> [The problem] Reproduce only the lines that run from the line containing "of the dense" to the end of the entries below, exactly as they stand.

━━━━━ Record extracts

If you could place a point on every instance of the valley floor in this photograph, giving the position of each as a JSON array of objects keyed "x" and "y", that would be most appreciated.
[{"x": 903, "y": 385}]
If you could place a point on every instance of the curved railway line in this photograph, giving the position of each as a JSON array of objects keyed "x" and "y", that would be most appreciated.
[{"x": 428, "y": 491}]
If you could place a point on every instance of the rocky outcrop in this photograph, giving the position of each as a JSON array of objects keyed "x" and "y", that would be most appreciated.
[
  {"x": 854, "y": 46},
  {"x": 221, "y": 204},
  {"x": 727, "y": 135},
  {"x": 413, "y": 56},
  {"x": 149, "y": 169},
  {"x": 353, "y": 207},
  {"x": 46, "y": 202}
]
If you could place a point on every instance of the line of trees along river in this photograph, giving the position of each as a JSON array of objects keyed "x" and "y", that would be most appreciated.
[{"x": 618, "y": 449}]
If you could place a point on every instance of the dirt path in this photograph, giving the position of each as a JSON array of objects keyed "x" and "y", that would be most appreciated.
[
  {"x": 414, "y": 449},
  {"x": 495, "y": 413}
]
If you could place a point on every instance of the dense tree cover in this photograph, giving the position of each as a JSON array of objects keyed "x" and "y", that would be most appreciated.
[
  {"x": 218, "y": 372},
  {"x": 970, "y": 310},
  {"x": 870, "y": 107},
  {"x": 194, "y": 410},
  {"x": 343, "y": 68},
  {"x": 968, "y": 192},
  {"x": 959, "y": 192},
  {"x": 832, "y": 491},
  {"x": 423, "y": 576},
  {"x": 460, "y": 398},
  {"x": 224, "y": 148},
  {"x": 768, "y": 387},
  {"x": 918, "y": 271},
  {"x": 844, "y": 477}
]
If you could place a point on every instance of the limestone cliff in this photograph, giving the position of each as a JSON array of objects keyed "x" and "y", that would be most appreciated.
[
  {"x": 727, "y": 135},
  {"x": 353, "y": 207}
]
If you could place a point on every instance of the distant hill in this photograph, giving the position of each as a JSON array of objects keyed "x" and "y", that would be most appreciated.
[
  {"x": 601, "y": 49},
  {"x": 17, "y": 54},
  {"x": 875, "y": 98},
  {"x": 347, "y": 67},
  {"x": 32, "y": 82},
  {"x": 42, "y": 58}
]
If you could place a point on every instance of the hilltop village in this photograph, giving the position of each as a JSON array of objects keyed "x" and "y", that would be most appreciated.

━━━━━━━━━━

> [Solution to this problem]
If you could place a point on every instance of the dense tree cover in this photograph, giving the position of each as a JSON array of objects keyed "x" and "y", that would be most appreciated.
[
  {"x": 218, "y": 372},
  {"x": 970, "y": 310},
  {"x": 870, "y": 107},
  {"x": 194, "y": 410},
  {"x": 343, "y": 68},
  {"x": 968, "y": 192},
  {"x": 959, "y": 192},
  {"x": 832, "y": 491},
  {"x": 423, "y": 576},
  {"x": 460, "y": 398},
  {"x": 224, "y": 148},
  {"x": 768, "y": 387},
  {"x": 918, "y": 271},
  {"x": 844, "y": 477}
]
If you could place a point on every instance of the limestone cliff in this photograph, giving the position of each as a JSON array of objects keyed "x" and "y", that would be most appreciated.
[
  {"x": 727, "y": 135},
  {"x": 353, "y": 207}
]
If you could place a point on every instance of the distant hill in this photograph, giving the position of each as a JSON array of objects keyed "x" and "y", that would be most appreciated.
[
  {"x": 601, "y": 49},
  {"x": 17, "y": 54},
  {"x": 875, "y": 98},
  {"x": 347, "y": 67},
  {"x": 32, "y": 82},
  {"x": 42, "y": 58}
]
If you could place a point on every instance of the hilltop village in this photograph, giving the position of each as a JSON array of objects keyed "x" and "y", that would be most appreciated.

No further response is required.